◆ **Brano fornito**:
──────────────────────────────
Corte di Cassazione, Sez. Lavoro. Sentenza n. 25711 del 15.10.2018

Sonia Gallozzi, Consulente giuslavoristico della Sede nazionale

La pronuncia prende le mosse dal ricorso presentato presso il Tribunale di Milano da otto prestatori d'opera che richiedevano l'accertamento dell'illegittimità dei contratti di varia tipologia succedutisi nel tempo con il medesimo datore di lavoro e, dunque, l'accertamento della sussistenza di rapporti di lavoro subordinato.
I giudizi di merito si risolvevano con il rigetto delle doglianze dei lavoratori, avendo il Giudice e la Corte d'Appello ritenuto legittimi i contratti stipulati tra le parti e, soprattutto, non sufficienti gli elementi addotti dai lavoratori a dimostrare la sussistenza di un vincolo di subordinazione tra le parti.
Uno dei soccombenti ricorreva in Cassazione, denunciando la ritenuta violazione e falsa applicazione di legge da parte dei giudici di merito, per non aver essi ritenuto provato il rapporto di lavoro subordinato, pur in presenza di numerosi indici di subordinazione, tra i quali: il rispetto dell'orario di lavoro, le modalità di calcolo e corresponsione della retribuzione, l'assenza di rischio imprenditoriale in capo ai prestatori, le modalità di controllo della prestazione lavorativa.
A tal proposito, la Corte di Cassazione ha rilevato come tali doglianze risultassero inammissibili e, comunque, infondate. In effetti, i giudici di legittimità hanno ribadito come sia loro precluso un nuovo esame nel merito e di come spetti ai precedenti giudici valutare se gli elementi e gli indici fattuali allegati siano idonei a provare la sussistenza di un rapporto di lavoro subordinato al di là della tipologia contrattuale prescelta dalle parti al momento dell'instaurazione del rapporto.
──────────────────────────────
◆ **Materiale fornito**:
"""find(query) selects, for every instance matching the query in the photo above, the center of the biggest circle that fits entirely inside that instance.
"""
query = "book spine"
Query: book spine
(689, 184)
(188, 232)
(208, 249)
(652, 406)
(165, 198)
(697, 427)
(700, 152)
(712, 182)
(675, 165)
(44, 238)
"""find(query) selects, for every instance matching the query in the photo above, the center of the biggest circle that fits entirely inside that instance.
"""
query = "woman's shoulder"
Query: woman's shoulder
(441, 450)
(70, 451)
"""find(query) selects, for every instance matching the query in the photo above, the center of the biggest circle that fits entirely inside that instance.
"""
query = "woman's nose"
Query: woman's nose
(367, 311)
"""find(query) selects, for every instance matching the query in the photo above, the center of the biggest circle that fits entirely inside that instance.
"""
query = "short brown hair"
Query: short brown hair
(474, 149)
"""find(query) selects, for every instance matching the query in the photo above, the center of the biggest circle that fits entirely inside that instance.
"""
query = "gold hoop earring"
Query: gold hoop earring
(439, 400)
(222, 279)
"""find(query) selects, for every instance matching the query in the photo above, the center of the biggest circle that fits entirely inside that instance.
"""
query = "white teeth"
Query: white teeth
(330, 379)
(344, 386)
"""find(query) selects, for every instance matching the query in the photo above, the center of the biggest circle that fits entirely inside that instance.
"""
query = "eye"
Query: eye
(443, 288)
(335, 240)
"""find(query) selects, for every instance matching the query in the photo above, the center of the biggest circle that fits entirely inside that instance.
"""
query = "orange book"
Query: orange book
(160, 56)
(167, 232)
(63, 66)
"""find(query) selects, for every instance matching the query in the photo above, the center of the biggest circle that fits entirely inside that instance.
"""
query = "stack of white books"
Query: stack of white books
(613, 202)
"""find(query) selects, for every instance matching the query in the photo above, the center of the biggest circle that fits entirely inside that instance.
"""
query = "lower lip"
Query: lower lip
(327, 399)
──────────────────────────────
◆ **Compiti da svolgere**:
(a) Rispondi a queste domande sul brano sulla sentenza della Cassazione:
(i) Presso quale tribunale è stato presentato il ricorso da cui prende le mosse la pronuncia?
(ii) Quanti prestatori d'opera hanno presentato quel ricorso?
(iii) Come ha qualificato la Corte di Cassazione le doglianze del ricorrente?
(b) Prosegui il brano sulla sentenza della Cassazione a partire dalla sua ultima frase.
I record non hanno alcun legame con il brano sulla sentenza della Cassazione.

◆ **Risultati finali**:
(a)
(i) Presso il Tribunale di Milano.
(ii) Otto.
(iii) Inammissibili e, comunque, infondate.

(b)
Allo stesso tempo, hanno tuttavia sottolineato, sul solco di unanime e consolidato orientamento, che il tipo contrattuale - “nomen juris” - “adoperato dai contraenti, sfornito di un valore assoluto e dirimente, non può essere del tutto pretermesso e rileva come elemento sussidiario, quando si riveli difficile tracciare il discrimine tra l'autonomia e la subordinazione”.
Pur non potendo riesaminare la questione di merito, la Corte di Cassazione ha incidentalmente ribadito che l'aspetto processuale e sostanziale mancante nel caso di specie, risiedeva nel fatto che non era risultato provato l'inserimento stabile del lavoratore nell'organizzazione produttiva accompagnato dalla prova dell'assoggettamento al potere organizzativo del datore di lavoro, quale elemento principale e imprescindibile per la riqualificazione del rapporto per consentire dunque di superare la volontà espressa dalle parti all'atto dell'instaurazione del rapporto.
In particolare il Giudice di legittimità non riteneva provato “quello stabile inserimento nell’organizzazione produttiva con assoggettamento al potere organizzativo del datore di lavoro” nonostante la presenza degli elementi accessori, quali “l’orario, i controlli sulla qualità del servizio reso, l’obbligo di indossare un abbigliamento consono ed un badge di identificazione”, sottolineando che si tratta di regole minime compatibili anche con la natura autonoma della prestazione.